» Task brief: How many lines in the entries below contain the string "provide"? Case matters. Reply with only the number.

» Supplied data:
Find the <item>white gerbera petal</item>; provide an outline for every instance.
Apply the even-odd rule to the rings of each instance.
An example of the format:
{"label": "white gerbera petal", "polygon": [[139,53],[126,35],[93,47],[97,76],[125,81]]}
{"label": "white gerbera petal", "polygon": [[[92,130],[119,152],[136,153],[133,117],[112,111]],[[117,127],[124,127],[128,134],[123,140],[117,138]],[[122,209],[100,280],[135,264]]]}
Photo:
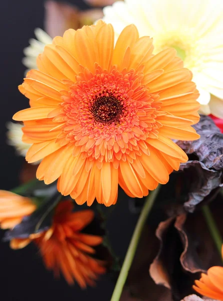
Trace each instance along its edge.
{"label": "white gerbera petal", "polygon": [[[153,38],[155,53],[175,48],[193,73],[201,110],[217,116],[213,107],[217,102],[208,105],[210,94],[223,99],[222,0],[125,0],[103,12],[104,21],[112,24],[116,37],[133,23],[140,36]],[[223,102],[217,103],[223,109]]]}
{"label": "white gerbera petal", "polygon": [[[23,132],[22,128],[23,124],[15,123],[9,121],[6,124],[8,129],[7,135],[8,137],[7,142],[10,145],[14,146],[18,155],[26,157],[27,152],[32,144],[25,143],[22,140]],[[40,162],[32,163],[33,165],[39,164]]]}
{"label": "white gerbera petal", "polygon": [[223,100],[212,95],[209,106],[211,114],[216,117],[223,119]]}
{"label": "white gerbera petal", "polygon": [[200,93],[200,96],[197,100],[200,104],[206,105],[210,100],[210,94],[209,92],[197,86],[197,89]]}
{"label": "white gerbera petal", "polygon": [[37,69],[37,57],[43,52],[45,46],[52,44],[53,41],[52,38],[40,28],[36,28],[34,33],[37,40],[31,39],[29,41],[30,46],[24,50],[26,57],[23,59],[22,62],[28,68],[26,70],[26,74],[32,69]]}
* * *
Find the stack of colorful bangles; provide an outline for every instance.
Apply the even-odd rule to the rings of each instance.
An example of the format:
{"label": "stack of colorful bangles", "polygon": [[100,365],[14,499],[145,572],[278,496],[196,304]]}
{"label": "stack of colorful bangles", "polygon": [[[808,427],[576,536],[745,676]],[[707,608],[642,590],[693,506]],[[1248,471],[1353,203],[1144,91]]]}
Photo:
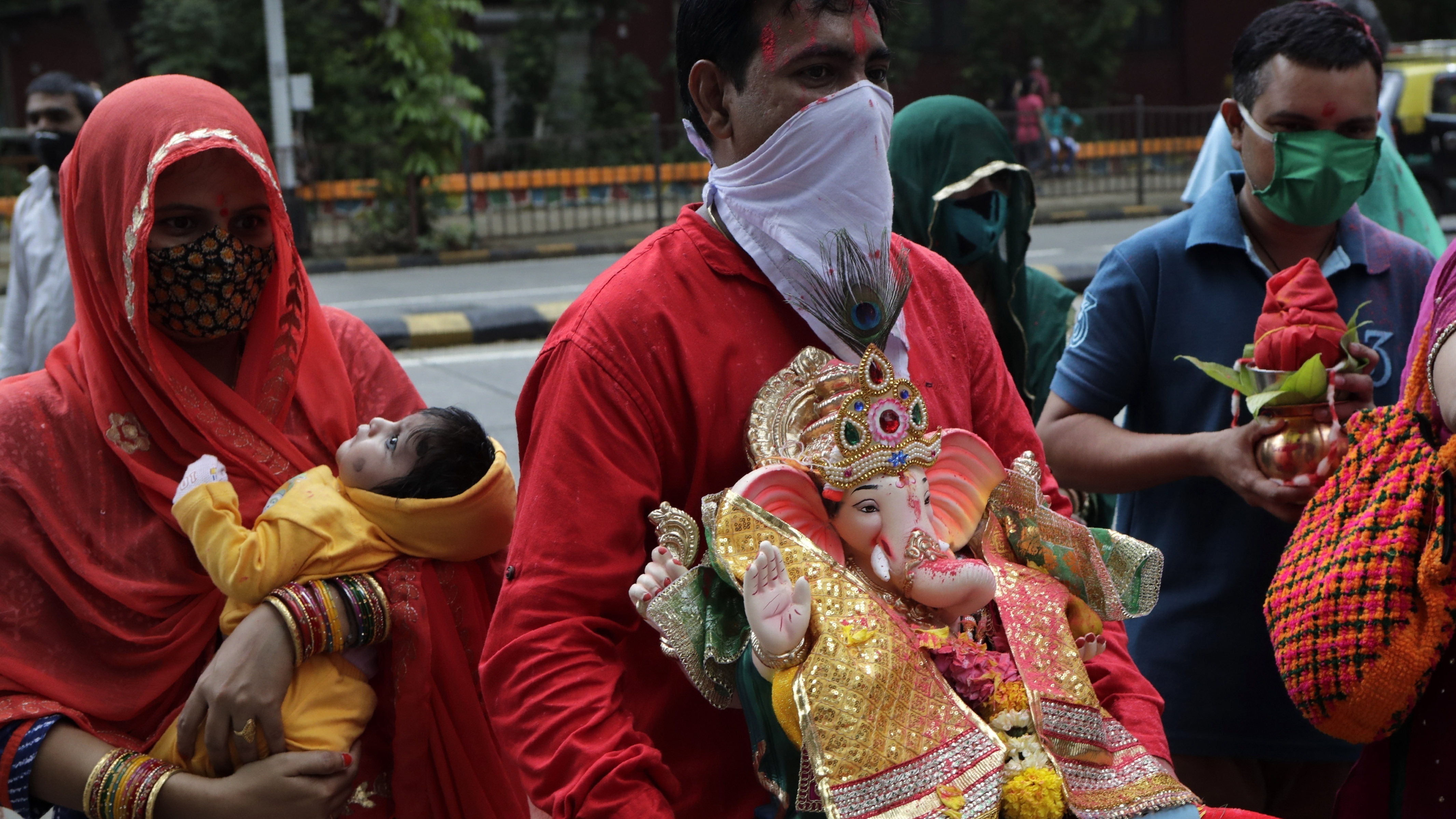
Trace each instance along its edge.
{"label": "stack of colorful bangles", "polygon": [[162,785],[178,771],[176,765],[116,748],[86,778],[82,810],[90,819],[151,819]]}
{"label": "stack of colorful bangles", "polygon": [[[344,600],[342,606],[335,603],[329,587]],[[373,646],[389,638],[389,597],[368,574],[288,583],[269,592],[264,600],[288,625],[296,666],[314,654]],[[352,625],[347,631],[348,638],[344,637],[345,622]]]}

» The completed task: 2